**TEXT TO READ**

Due to the decoupling of the object detection model and ReID model, the SDE method has tremendous advantages in multi-object tracking accuracy. However, its running speed is not sufficient to meet the actual demand. Integrating detection and appearance feature extraction with a single model is a timely emerging field. More and more scholars are committed to researching MOT algorithms for multiple tasks in a single model. Wang et al. [8] discussed the detection-based tracking paradigm, including the detection model of target positioning and the appearance embedding model of data association. They found that executing the two models separately would lead to efficiency problems because the running time was the sum of the two steps, and the potential sharing structure between them was not studied. Most of the existing MOT studies focus on the data association steps. In essence, it is a real-time association method rather than a real-time MOT system. Based on the above discussion and analysis, the JDE framework is proposed to realize the simultaneous learning of object detection and appearance embedding in a shared model. It dramatically reduces the running time of the whole MOT system and enables it to run at near real-time speed. Wang et al. [16] considered that the single-object detection in FairMOT only uses the attributes of the current frame but does not use the target information of the preceding and posterior frames. Hence, they proposed integrating the Graph Neural Network (GNN) into the object detection framework to form a joint framework. They used the GNN to extract relationships between objects and learn better features to improve detection and data association. Liang et al. [10] analyzed the joint process of object detection and ReID tasks in JDE. They found that the differences between the two tasks were ignored in the joint training process, which eventually caused performance problems. In order to alleviate the excessive competition between detection subtasks and reidentification subtasks in the MOT system, they proposed a mutual correlation network and scale-aware attention network and demonstrated the effectiveness of this method by ablation experiments.

[Shape annotation listing]
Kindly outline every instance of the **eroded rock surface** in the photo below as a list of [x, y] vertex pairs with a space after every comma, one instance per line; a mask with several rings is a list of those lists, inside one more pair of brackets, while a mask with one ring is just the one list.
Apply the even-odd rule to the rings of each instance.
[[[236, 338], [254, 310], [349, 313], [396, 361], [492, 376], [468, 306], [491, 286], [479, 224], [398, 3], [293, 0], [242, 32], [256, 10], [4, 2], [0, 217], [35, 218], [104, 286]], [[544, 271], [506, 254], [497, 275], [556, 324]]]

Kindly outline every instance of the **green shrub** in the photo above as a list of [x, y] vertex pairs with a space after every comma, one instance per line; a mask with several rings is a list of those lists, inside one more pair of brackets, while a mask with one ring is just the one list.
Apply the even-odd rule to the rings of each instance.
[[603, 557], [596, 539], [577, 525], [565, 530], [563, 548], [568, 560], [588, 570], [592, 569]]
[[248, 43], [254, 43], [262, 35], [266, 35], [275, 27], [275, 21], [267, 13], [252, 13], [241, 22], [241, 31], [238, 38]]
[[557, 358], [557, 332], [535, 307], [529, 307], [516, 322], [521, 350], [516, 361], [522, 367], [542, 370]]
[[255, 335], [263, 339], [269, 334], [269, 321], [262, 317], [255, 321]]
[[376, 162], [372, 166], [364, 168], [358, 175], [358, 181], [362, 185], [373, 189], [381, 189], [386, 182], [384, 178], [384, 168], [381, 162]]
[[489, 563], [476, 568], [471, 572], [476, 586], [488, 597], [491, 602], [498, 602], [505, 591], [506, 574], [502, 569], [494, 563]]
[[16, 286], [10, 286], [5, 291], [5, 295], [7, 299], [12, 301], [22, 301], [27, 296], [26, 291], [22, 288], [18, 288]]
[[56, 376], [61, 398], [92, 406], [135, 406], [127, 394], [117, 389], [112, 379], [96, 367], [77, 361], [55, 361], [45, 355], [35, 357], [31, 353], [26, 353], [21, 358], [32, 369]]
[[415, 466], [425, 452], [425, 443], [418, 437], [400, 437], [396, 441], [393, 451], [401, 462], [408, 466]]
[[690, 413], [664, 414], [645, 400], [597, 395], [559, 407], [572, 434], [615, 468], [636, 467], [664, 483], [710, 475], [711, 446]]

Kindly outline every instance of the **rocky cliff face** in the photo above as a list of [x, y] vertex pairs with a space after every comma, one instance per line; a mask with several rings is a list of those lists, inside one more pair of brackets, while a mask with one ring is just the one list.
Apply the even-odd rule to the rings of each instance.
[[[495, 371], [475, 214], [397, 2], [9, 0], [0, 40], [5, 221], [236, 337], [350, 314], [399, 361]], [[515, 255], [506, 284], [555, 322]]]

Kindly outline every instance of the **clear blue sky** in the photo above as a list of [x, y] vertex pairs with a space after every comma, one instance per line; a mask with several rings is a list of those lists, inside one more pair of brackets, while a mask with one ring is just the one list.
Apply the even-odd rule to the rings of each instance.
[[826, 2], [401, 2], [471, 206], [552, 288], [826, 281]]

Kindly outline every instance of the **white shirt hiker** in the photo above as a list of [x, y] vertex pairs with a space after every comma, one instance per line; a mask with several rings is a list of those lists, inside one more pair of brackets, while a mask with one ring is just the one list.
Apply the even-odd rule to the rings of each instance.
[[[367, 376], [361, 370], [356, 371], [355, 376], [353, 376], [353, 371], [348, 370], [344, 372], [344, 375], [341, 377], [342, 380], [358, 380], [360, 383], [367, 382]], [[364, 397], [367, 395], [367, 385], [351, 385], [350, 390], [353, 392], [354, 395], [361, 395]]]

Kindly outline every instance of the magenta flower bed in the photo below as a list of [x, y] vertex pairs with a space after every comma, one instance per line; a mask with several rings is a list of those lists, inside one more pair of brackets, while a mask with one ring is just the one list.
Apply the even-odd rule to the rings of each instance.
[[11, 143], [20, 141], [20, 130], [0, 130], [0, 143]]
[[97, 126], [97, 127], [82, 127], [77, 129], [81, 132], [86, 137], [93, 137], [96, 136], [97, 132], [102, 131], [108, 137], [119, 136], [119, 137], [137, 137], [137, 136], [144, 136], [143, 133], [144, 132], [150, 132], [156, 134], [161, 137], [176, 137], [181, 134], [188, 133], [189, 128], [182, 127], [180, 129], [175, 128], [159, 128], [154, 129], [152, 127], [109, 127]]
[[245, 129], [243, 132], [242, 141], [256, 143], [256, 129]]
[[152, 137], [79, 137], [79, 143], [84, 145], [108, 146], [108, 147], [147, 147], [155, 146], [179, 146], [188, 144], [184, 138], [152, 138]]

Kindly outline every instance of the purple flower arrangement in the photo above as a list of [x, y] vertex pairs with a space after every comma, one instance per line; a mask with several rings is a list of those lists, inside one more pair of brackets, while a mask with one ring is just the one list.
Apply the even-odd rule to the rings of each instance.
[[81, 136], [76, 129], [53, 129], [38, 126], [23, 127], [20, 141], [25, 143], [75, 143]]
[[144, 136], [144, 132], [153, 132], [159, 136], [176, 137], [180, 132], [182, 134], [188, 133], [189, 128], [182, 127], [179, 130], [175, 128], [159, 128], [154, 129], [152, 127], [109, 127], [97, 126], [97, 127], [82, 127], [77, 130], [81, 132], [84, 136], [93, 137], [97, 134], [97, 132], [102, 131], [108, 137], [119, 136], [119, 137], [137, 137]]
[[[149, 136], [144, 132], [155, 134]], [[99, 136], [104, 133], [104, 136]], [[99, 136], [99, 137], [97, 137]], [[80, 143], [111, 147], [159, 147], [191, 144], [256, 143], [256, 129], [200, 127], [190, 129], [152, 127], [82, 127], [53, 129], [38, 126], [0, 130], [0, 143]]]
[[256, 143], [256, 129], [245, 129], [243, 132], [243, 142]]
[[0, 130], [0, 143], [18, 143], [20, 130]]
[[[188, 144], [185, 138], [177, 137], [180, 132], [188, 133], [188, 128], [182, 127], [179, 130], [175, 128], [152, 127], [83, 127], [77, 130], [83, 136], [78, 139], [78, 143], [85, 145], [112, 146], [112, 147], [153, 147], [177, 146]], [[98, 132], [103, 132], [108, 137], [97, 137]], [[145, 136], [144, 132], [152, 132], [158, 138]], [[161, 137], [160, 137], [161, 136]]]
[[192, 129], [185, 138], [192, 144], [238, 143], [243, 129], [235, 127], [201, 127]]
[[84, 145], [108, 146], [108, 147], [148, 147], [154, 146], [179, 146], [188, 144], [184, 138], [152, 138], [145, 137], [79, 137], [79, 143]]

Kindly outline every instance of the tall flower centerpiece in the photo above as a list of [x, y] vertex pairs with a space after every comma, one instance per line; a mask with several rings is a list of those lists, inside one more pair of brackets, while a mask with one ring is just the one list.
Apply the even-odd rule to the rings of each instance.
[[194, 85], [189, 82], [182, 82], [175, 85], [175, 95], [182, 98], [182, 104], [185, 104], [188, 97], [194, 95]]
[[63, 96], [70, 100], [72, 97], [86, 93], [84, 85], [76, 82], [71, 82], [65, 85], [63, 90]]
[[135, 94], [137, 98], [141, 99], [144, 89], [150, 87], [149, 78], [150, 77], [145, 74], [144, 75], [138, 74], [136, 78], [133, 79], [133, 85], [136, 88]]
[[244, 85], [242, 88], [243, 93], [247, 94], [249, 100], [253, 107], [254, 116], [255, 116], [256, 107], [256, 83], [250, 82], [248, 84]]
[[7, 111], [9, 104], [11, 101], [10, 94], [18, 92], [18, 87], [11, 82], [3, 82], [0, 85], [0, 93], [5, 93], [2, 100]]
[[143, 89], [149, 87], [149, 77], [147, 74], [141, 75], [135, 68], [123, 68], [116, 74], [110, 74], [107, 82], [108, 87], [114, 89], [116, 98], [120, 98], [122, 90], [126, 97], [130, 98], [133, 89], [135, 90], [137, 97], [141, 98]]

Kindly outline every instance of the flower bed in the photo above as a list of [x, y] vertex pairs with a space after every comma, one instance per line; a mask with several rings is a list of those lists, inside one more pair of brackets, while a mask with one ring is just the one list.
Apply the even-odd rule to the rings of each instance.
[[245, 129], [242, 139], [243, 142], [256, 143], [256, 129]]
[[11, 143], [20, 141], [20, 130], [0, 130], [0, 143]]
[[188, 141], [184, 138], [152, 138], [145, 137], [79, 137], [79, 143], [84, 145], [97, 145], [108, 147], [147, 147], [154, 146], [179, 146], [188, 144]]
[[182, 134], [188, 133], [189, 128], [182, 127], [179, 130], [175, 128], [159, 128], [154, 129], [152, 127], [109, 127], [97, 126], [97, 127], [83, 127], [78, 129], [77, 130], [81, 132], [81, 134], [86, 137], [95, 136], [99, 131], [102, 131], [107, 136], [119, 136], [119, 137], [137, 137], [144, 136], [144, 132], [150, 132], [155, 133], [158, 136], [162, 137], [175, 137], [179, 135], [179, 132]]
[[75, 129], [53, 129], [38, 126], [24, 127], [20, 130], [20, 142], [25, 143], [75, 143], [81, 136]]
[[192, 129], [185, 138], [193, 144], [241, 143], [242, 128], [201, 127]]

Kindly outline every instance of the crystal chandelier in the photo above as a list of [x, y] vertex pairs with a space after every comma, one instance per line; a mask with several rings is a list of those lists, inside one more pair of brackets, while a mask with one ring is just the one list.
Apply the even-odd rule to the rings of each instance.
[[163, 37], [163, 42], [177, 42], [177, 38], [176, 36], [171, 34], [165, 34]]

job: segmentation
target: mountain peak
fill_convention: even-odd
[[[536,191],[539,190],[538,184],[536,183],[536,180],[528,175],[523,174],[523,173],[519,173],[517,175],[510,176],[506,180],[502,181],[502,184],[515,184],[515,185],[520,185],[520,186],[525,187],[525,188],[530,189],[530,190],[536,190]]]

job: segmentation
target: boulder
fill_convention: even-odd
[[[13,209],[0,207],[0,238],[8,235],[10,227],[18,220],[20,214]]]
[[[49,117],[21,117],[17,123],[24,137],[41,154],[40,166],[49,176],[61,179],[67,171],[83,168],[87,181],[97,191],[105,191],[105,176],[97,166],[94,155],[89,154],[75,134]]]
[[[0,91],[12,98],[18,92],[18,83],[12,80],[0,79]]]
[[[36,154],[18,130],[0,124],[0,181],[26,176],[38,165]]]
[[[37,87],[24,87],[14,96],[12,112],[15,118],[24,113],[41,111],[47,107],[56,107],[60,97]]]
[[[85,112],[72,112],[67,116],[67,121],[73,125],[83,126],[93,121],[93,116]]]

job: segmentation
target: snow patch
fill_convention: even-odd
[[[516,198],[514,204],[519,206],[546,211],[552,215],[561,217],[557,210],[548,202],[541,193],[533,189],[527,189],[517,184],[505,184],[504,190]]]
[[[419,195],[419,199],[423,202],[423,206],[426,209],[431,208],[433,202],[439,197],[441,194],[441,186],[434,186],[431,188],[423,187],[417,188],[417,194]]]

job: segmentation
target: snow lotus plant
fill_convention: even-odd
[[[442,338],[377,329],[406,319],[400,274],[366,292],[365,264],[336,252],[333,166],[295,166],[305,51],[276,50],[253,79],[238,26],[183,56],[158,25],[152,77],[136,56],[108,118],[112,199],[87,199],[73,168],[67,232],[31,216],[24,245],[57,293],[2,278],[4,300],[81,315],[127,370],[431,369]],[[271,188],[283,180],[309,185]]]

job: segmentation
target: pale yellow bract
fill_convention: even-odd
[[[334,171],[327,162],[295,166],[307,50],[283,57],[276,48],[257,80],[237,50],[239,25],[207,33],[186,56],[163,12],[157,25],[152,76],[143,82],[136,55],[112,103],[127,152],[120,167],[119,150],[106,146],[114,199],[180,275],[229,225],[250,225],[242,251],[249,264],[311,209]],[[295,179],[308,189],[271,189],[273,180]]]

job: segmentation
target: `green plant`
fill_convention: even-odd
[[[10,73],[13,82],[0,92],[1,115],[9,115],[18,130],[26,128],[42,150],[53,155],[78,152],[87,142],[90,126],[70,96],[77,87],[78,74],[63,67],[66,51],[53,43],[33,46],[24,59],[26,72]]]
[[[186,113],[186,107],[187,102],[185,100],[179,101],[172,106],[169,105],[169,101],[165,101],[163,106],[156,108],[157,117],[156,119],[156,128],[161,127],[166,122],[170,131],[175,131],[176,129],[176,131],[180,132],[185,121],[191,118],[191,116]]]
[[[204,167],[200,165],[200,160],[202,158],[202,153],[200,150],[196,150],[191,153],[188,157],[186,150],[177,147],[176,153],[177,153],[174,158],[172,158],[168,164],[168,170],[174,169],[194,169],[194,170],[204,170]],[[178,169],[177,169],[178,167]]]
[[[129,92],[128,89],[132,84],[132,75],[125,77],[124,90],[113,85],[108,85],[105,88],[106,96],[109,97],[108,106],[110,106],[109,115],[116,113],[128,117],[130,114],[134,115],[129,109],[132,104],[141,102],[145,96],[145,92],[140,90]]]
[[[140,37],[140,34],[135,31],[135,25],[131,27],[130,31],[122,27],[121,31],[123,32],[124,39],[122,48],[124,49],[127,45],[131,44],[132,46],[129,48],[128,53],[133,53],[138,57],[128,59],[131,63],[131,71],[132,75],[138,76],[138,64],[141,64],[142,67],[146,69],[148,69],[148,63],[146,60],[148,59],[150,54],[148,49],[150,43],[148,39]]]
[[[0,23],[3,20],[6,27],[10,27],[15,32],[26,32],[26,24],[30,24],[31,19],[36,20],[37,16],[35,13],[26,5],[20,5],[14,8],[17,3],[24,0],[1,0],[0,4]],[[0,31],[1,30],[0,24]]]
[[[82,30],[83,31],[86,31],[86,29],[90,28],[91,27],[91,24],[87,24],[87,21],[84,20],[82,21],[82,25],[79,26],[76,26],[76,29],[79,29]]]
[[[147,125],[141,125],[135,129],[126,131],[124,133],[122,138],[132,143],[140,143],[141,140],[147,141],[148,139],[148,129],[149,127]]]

**EXERCISE TASK A**
In the passage on multi-object tracking, what did Wang et al. [16] propose integrating into the object detection framework?
**EXERCISE TASK B**
Pick up the passage on multi-object tracking after its last sentence and carry it on.

**RESPONSE A**
A Graph Neural Network (GNN).

**RESPONSE B**
3. Methods

With the deepening of the research on the one-stage detection algorithm YOLO, its performance in object detection has also steadily improved. Consistent with the CSTrack framework, this paper adopts the most widely used YOLOv5 [17] algorithm as the basic framework for research. Based on version 6.0, this paper studies the MOT algorithm for joint detection and embedding tasks in a single model. The overall structure of the network is shown in Figure 2, consisting of the feature extraction network backbone, feature fusion component neck, and network prediction component head. Within them, “Conv” is the abbreviation of “Convolutional Layer”, indicating a convolutional layer, which is one of the core modules used in deep learning for image processing. “C3” is the abbreviation of “Cross Stage Partial 3”, and it is a module design in the CSPNet (Cross Stage Partial Network) architecture. “GC” is the abbreviation of “Global Context Block”. “UpSample” is the abbreviation of “Upsampling Layer”, representing an upsampling layer. “Concat” is the abbreviation of “Concatenation Layer”, indicating a concatenation layer. “RepConv” is the abbreviation of “Reparameterized Convolution”. “CCN” is the abbreviation of “cross-correlation network”. “SAAN” is the abbreviation of “scale-aware attention network”.

3.1. Backbone

Feature extraction is performed to reduce the dimension of the original input data or recombine the original features for subsequent use, that is, to reduce the dimension of the data and to sort out the existing data features [18]. The feature extraction network of Yolo series algorithms is highly researchable, and much work has been performed to improve it [19,20]. In order to improve the detection ability of the MOT model, the feature reconstruction part of the feature extraction network is improved. Since multi-object tracking based on deep learning mainly adopts high-resolution images for training, the default input size of the network (640,640,3) is changed to (1088,608,3). Multiple convolutions are used to increase channel information and reduce the information loss caused by downsampling. Next, multiple convolutions with a convolution kernel of 3 × 3 and step of 2 are used to downsample the image while deepening the number of feature map channels. Then, high-level features are extracted through the global context module. Finally, the feature map relative to the original image at 1/4, 1/8, 1/16, and 1/32 is obtained. Due to the large resolution of the input feature map and considering the overall computational effort, the last three layers of the feature map are retained for subsequent operations such as feature fusion. Finally, the feature map is converted to a fixed-size feature vector using the SPPF layer.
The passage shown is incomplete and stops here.